**Cosa fare:**
Cita parola per parola il brano sui riferimenti massonici nei film, cominciando da "Per questa ragione" e proseguendo fino a "e le orecchie." compreso.

**Brano estratto:**
* * * * *

Non parlo mai di film che non conosco. Quelli inseriti, è vero, sono tantissimi, ma molti di più sono però i film che ho lasciato fuori.
Le fonti, anche queste sono tante: dai siti dei complottisti a quelli di natura massonica, dai libri di storia alle monografie sui registi, se ci si guarda intorno si possono trovare davvero migliaia di spunti. Se da un lato questo pareva facilitarmi la ricerca, dall’altro la ostacolava proprio perché nella moltitudine di indicazioni mancava una visione chiara dell’argomento.
I problemi sono stati due sostanzialmente. Uno, dare ordine a tante fonti così eterogenee e spesso contraddittorie. Due, indagare l’attendibilità di ogni singola fonte e la veridicità di ogni singolo riferimento. Il mio compito è stato quello di incrociare le fonti fra di loro, quelle massoniche come quelle antimassoniche, e di completarne a vicenda i punti di vista spesso parziali.
In considerazione di ciò ho potuto approfondire alcuni filoni che, a una prima visione, risultavano sepolti, ma che poi naturalmente sono venuti a galla: mi riferisco, giusto per fare un esempio, agli incroci vittoriani fra Sherlock Holmes e Jack lo Squartatore. Dato che il mio studio esigeva obiettività anzitutto, sono stati numerosi i casi in cui ho considerato alcuni film non degni di menzione proprio perché il riferimento massonico risultava troppo incerto.
Per questa ragione ho relegato a capitoli minori alcuni campi d’analisi più curiosi ma anche più distanti dalla massoneria in senso stretto: parlo di quelli legati all’occulto (Moloch, Bafometto, la donna in rosso…), alla manipolazione (il Progetto Monarch, l’11 settembre 2001) e via dicendo.
Come si può capire la ricerca è durata anni e, in realtà, non è mai finita. Un campo di indagine così sfuggente, e soprattutto in continuo movimento, esige un’attenzione costante. Si tratta solo di allenare l’occhio, e le orecchie.

* * * * *

**Dati forniti:**

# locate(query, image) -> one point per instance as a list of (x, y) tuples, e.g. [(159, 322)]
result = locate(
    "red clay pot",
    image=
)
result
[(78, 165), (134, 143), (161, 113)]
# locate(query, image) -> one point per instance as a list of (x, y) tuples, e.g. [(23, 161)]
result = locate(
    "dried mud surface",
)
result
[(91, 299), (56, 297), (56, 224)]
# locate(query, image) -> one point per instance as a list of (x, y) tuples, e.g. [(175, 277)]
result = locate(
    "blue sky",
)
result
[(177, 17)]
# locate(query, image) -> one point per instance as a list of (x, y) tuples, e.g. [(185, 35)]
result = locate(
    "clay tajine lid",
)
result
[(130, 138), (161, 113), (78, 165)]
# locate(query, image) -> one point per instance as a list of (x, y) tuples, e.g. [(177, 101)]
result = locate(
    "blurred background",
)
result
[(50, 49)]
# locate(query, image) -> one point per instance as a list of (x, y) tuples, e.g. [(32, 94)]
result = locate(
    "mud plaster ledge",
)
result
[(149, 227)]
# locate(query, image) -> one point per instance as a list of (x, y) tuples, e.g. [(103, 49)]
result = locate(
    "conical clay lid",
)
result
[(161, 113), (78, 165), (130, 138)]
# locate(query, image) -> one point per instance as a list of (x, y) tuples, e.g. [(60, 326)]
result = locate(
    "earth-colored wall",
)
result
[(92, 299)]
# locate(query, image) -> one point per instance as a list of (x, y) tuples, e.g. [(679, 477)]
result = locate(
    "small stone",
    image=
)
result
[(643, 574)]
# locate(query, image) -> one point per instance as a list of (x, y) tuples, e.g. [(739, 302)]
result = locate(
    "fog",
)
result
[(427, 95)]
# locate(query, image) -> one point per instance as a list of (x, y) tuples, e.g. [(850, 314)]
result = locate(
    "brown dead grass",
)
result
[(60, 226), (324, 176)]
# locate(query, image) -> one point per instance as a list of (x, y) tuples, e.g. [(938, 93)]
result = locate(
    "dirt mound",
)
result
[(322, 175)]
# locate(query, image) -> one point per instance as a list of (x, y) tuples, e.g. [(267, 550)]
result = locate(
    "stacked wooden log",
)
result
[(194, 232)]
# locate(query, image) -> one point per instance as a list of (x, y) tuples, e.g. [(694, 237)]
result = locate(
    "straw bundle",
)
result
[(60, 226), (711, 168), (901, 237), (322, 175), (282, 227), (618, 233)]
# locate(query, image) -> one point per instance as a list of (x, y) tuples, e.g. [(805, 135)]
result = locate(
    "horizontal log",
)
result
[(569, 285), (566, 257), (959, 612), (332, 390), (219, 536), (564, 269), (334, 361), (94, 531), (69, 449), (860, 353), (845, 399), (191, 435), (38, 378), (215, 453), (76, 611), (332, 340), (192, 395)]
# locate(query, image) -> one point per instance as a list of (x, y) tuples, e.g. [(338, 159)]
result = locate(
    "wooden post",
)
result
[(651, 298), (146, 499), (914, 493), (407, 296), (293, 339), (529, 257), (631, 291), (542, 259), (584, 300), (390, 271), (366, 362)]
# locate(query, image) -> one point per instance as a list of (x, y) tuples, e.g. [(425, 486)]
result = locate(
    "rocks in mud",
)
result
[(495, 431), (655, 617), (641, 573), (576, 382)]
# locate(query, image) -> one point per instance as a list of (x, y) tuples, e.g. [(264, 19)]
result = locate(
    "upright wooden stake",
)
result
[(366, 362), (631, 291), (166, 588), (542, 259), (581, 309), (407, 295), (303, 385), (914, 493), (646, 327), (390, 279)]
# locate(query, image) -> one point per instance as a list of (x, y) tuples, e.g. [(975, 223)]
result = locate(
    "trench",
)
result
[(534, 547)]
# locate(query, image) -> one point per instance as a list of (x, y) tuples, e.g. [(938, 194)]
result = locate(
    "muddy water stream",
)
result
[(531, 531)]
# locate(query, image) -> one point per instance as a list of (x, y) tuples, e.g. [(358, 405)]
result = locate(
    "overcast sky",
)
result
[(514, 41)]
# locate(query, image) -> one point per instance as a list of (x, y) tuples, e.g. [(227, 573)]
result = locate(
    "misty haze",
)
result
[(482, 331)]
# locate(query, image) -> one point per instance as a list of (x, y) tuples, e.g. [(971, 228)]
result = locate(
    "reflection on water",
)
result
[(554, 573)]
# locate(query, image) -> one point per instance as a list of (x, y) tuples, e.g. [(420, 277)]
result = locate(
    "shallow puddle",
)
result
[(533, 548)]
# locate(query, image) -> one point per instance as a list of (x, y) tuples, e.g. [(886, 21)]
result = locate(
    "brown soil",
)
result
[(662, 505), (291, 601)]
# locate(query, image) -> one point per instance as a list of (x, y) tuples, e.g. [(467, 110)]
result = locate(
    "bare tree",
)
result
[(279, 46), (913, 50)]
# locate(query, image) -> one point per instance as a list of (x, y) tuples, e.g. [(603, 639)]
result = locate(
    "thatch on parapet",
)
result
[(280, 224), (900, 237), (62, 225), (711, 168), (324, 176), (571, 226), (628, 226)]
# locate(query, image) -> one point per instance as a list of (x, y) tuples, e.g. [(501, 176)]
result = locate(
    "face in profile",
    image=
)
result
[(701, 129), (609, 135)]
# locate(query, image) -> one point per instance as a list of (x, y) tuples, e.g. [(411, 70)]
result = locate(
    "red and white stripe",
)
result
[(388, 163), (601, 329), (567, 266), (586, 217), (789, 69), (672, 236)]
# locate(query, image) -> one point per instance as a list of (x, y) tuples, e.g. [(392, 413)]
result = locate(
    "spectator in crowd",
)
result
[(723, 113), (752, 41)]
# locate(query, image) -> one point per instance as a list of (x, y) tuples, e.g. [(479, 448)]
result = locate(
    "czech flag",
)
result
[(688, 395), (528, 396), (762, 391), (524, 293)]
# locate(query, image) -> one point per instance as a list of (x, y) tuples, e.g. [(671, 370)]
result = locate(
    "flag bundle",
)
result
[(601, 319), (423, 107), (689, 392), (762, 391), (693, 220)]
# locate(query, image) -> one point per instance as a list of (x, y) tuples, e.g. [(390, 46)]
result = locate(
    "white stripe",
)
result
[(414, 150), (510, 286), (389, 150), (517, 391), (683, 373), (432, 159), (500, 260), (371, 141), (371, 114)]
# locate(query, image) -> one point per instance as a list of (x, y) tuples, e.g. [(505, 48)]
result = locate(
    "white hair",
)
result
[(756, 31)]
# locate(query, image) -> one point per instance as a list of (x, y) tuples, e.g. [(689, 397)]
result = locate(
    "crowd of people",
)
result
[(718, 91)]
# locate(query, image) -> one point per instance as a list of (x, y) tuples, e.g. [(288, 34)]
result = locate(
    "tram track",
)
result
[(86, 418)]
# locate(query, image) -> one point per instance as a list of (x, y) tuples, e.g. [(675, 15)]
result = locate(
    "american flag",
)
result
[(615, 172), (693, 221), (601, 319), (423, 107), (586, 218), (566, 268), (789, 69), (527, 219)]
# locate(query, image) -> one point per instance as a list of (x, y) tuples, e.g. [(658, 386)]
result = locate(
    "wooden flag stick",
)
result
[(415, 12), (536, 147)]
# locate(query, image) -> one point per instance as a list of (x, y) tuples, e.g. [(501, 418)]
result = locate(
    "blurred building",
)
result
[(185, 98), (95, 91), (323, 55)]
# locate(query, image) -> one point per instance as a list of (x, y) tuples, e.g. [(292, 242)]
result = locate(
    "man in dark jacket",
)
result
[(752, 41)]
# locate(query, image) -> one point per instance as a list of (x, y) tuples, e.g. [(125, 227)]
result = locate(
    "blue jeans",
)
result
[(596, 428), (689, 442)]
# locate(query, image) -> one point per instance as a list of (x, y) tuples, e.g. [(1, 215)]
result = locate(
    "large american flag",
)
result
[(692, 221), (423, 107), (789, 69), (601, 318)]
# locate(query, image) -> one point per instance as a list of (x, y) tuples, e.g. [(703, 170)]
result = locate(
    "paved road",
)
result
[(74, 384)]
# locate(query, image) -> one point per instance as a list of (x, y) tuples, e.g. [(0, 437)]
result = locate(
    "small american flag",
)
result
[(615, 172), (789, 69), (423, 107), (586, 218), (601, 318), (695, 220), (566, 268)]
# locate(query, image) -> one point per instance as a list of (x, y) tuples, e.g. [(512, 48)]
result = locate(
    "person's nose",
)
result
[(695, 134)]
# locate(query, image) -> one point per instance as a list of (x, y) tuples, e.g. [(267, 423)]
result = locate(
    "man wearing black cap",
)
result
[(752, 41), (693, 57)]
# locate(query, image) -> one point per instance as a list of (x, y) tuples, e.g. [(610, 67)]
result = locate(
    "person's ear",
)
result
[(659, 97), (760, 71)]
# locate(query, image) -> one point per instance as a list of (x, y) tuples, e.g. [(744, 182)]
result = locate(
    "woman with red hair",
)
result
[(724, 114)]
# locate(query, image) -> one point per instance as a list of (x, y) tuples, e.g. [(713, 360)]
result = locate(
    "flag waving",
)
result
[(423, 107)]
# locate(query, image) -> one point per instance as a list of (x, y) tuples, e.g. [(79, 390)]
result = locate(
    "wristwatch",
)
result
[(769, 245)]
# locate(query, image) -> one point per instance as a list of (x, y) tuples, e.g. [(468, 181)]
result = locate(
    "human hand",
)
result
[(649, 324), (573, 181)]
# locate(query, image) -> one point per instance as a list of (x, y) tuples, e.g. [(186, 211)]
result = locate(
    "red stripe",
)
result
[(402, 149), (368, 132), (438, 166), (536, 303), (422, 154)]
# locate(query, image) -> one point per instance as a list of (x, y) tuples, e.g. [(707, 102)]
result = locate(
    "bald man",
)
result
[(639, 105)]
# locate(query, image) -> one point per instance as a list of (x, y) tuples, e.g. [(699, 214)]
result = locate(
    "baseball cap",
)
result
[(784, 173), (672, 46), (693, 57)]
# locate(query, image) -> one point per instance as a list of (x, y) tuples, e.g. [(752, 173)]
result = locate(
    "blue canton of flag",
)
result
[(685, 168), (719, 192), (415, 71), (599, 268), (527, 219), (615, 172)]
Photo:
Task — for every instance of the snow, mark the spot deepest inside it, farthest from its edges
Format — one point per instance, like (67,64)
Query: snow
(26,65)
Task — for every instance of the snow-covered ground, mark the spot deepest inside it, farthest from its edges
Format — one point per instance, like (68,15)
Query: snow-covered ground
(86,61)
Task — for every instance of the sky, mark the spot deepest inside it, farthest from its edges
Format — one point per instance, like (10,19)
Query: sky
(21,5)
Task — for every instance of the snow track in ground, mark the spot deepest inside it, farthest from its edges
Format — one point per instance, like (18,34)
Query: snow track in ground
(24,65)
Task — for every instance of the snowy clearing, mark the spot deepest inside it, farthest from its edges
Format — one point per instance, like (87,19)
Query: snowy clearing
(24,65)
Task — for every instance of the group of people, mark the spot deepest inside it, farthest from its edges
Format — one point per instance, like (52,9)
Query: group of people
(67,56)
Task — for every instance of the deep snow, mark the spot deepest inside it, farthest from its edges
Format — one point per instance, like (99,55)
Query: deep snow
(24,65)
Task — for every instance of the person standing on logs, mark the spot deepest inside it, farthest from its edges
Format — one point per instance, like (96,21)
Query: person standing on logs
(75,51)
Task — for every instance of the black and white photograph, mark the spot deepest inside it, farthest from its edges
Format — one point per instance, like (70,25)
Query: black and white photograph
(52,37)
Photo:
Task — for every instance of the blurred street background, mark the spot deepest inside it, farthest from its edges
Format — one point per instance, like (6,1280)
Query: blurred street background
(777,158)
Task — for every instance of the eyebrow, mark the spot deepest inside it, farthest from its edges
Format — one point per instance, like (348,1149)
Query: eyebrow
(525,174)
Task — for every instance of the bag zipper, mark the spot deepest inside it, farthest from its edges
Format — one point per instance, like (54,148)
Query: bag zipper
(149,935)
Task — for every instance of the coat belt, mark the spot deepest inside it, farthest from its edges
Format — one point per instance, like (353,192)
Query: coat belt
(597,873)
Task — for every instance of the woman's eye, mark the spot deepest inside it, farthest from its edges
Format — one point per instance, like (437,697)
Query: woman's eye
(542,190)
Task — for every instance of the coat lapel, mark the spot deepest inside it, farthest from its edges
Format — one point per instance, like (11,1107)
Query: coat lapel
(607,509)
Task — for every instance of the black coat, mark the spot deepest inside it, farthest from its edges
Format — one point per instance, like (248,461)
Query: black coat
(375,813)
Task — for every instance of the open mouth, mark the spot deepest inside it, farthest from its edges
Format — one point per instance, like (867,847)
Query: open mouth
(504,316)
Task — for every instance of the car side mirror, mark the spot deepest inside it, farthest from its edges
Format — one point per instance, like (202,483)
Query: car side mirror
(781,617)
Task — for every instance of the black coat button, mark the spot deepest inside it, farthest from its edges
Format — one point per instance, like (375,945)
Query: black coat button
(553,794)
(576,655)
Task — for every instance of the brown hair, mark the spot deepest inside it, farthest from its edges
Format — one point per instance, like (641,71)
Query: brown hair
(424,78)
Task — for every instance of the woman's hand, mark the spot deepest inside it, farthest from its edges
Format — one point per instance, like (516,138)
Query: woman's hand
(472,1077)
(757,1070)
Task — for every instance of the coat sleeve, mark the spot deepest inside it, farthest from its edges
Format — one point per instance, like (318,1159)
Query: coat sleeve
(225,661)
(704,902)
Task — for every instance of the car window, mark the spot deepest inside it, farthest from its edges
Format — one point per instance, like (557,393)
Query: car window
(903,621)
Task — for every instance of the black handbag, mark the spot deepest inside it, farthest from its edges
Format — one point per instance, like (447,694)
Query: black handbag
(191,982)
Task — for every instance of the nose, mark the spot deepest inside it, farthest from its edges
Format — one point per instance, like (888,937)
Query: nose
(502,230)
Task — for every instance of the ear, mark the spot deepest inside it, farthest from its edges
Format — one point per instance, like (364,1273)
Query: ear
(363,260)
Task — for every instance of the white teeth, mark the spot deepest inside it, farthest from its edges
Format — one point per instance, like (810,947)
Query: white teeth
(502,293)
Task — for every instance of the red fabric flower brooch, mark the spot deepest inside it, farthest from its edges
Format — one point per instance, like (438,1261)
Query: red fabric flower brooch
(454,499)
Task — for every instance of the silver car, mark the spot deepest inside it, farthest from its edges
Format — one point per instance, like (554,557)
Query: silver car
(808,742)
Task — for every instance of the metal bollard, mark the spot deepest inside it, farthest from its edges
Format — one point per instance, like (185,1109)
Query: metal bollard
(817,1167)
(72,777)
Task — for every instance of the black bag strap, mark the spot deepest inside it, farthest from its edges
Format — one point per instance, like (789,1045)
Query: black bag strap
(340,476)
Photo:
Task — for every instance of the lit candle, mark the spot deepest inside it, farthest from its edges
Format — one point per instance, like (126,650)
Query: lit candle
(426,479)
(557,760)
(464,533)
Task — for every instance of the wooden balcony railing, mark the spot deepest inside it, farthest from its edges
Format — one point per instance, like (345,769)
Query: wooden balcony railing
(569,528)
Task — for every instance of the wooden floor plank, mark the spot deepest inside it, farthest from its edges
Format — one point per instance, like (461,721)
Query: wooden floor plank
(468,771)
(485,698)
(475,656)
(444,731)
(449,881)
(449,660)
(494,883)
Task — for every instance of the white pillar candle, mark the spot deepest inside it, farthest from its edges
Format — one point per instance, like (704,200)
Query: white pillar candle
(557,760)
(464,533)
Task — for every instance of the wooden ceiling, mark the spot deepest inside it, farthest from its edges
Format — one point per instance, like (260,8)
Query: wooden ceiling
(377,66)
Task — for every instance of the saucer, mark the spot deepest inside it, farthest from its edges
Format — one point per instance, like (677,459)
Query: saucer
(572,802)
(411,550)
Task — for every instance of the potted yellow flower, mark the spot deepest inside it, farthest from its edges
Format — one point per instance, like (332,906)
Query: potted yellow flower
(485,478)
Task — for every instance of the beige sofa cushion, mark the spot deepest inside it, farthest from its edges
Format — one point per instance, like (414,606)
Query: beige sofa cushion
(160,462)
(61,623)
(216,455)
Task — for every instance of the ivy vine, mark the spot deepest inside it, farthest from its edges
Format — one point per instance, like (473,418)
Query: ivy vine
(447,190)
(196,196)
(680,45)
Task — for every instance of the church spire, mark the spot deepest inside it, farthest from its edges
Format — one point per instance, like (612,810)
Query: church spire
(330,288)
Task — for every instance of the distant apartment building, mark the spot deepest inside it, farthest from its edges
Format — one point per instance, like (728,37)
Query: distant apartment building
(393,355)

* * * * *

**Risultato corretto:**
Per questa ragione ho relegato a capitoli minori alcuni campi d’analisi più curiosi ma anche più distanti dalla massoneria in senso stretto: parlo di quelli legati all’occulto (Moloch, Bafometto, la donna in rosso…), alla manipolazione (il Progetto Monarch, l’11 settembre 2001) e via dicendo.
Come si può capire la ricerca è durata anni e, in realtà, non è mai finita. Un campo di indagine così sfuggente, e soprattutto in continuo movimento, esige un’attenzione costante. Si tratta solo di allenare l’occhio, e le orecchie.